§ WHAT YOU ARE ASKED TO DO
Write out the lines below again, but swap "rough mask" for "coarse mask" everywhere it appears and change nothing else. Leave out the pictures.

§ RECORD EXCERPTS
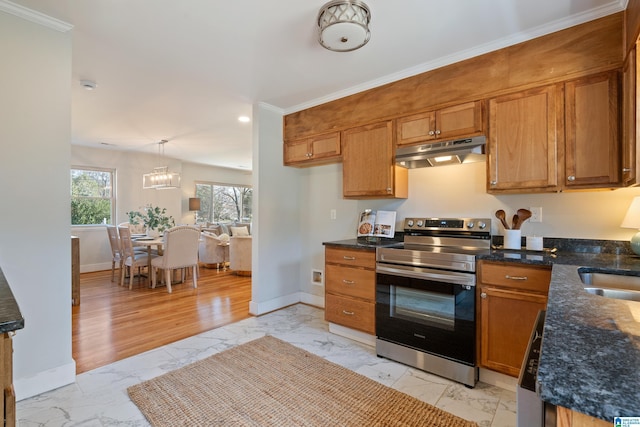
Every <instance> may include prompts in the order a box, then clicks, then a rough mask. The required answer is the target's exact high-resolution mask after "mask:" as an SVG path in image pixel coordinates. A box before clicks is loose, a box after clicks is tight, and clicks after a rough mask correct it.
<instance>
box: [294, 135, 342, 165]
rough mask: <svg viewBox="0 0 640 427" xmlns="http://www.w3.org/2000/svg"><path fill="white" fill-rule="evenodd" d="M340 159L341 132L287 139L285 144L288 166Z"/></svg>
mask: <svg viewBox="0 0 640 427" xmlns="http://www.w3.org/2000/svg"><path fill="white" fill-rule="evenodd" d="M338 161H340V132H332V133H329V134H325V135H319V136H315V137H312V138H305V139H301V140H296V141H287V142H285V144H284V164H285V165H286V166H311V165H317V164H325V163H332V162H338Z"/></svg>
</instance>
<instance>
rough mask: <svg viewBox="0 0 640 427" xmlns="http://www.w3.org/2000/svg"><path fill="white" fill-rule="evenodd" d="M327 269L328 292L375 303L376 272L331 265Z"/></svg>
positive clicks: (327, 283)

§ RESPONSE BOX
Every <instance> may include prompts in the order a box, then clicks, then a coarse mask. The required answer is the target's exact high-resolution mask after "mask:" as an SVG path in image pixel coordinates. A box before clicks is loose, a box after clicks is tight, and clicks after a coarse mask correct it.
<instance>
box: [294, 135, 342, 165]
coarse mask: <svg viewBox="0 0 640 427" xmlns="http://www.w3.org/2000/svg"><path fill="white" fill-rule="evenodd" d="M340 159L341 132L287 139L285 144L288 166Z"/></svg>
mask: <svg viewBox="0 0 640 427" xmlns="http://www.w3.org/2000/svg"><path fill="white" fill-rule="evenodd" d="M338 161H340V132H332V133H329V134H325V135H319V136H315V137H312V138H305V139H301V140H296V141H287V142H285V144H284V164H285V165H286V166H311V165H317V164H325V163H332V162H338Z"/></svg>
</instance>
<instance>
coarse mask: <svg viewBox="0 0 640 427" xmlns="http://www.w3.org/2000/svg"><path fill="white" fill-rule="evenodd" d="M327 269L328 292L375 303L376 272L331 265Z"/></svg>
positive clicks: (327, 283)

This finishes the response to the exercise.